▶ _Records shown_:
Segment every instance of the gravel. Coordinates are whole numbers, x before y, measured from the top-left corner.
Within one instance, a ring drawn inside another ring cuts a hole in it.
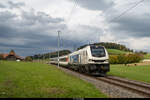
[[[119,86],[115,86],[115,85],[94,79],[92,77],[87,77],[85,75],[68,70],[66,68],[60,67],[60,69],[71,75],[79,77],[80,79],[82,79],[84,81],[87,81],[87,82],[95,85],[95,87],[98,90],[100,90],[102,93],[108,95],[110,98],[146,98],[142,95],[139,95],[139,94],[129,91],[127,89],[121,88]]]

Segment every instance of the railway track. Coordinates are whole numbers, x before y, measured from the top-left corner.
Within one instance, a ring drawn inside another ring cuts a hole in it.
[[[62,68],[64,68],[64,67],[62,67]],[[67,69],[67,68],[65,68],[65,69]],[[74,71],[72,69],[67,69],[67,70],[73,71],[77,74],[84,75],[84,76],[87,76],[90,78],[94,78],[98,81],[103,81],[110,85],[115,85],[117,87],[121,87],[128,91],[132,91],[133,93],[150,98],[150,84],[133,81],[133,80],[128,80],[128,79],[120,78],[120,77],[116,77],[116,76],[94,77],[94,76],[91,76],[88,74],[83,74],[83,73]]]

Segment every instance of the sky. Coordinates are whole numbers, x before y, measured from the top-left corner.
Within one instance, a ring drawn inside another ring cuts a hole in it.
[[[29,56],[114,42],[150,52],[150,0],[0,0],[0,52]]]

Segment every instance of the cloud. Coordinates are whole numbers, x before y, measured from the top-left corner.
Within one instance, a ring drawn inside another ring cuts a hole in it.
[[[6,6],[0,3],[0,8],[6,8]]]
[[[10,9],[13,9],[13,8],[20,8],[22,6],[25,6],[25,3],[23,3],[23,2],[14,3],[12,1],[8,1],[8,5],[9,5]]]
[[[114,6],[112,0],[72,0],[74,3],[90,10],[106,10]]]

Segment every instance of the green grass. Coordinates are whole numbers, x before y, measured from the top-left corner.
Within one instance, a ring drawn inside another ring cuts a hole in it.
[[[107,49],[109,54],[126,54],[128,52],[126,51],[121,51],[121,50],[117,50],[117,49]]]
[[[150,59],[150,54],[144,55],[144,59]]]
[[[108,74],[150,83],[150,65],[130,67],[111,65]]]
[[[0,97],[105,98],[93,85],[55,66],[0,61]]]

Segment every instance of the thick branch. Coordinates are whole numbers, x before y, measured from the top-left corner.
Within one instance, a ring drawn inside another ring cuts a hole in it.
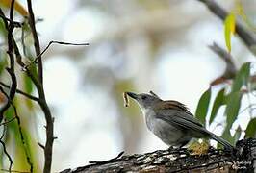
[[[187,149],[157,150],[152,153],[115,157],[106,161],[66,169],[61,173],[90,172],[253,172],[256,139],[237,143],[232,152],[210,148],[207,154],[191,155]]]

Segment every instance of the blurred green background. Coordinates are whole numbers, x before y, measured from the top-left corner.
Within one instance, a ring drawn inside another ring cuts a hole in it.
[[[20,2],[26,4],[24,0]],[[218,2],[227,10],[236,4],[233,0]],[[163,99],[186,104],[194,113],[210,83],[225,70],[225,62],[208,48],[214,41],[225,48],[223,23],[199,1],[34,0],[33,6],[36,18],[43,19],[37,22],[42,48],[51,40],[90,43],[88,47],[55,44],[43,55],[46,98],[58,137],[53,171],[107,160],[120,151],[131,154],[166,148],[146,129],[141,112],[132,100],[130,107],[123,106],[122,92],[153,90]],[[243,0],[243,6],[256,24],[255,1]],[[15,17],[22,20],[18,14]],[[32,38],[28,31],[26,34],[30,48]],[[20,31],[15,32],[17,38],[20,35]],[[9,84],[3,70],[7,63],[5,41],[1,35],[1,81]],[[28,49],[27,54],[34,53]],[[245,62],[255,61],[236,37],[232,37],[232,55],[238,69]],[[251,70],[254,73],[254,67]],[[18,87],[37,94],[21,69],[16,71]],[[230,83],[213,86],[213,99],[228,86]],[[255,101],[250,97],[251,103]],[[15,104],[29,153],[39,171],[43,153],[37,142],[45,140],[44,116],[38,105],[24,97],[17,96]],[[248,99],[243,99],[241,111],[248,105]],[[8,113],[12,116],[13,110]],[[223,113],[224,108],[220,108],[217,118],[207,126],[218,136],[223,130]],[[231,134],[238,125],[244,131],[252,114],[255,113],[251,109],[240,112]],[[8,131],[5,139],[15,158],[14,169],[26,170],[14,122]],[[1,158],[2,165],[8,164],[3,153]]]

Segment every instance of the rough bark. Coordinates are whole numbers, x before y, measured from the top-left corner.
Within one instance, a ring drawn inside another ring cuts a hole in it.
[[[237,142],[233,151],[210,148],[207,154],[192,155],[187,149],[157,150],[65,169],[61,173],[86,172],[256,172],[256,139]]]

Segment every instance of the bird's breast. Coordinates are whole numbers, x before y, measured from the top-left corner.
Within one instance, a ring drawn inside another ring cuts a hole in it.
[[[176,145],[186,134],[180,128],[156,118],[154,111],[145,111],[145,121],[147,128],[167,145]]]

▶ _Do this_: Revise everything from the line containing "Segment every instance of the rough" down to the end of the records so that "bird's chest" takes the place of "bird's breast". Leave all other wording unchanged.

▶ _Task response_:
Segment every instance of the rough bark. Coordinates are whole numbers, x before y, measured from the top-left corner.
Within one instance, a ring drawn inside another ring cuts a hole in it.
[[[237,142],[233,151],[210,148],[207,154],[192,155],[187,149],[157,150],[65,169],[61,173],[86,172],[256,172],[256,139]]]

Segment every instance of the bird's chest. Coordinates are whole numbers, x before y, measured from the top-left corner.
Within one instance, a ring drawn inside another ring cuts a hole in it.
[[[176,145],[186,134],[180,128],[156,118],[154,111],[145,111],[145,121],[147,128],[167,145]]]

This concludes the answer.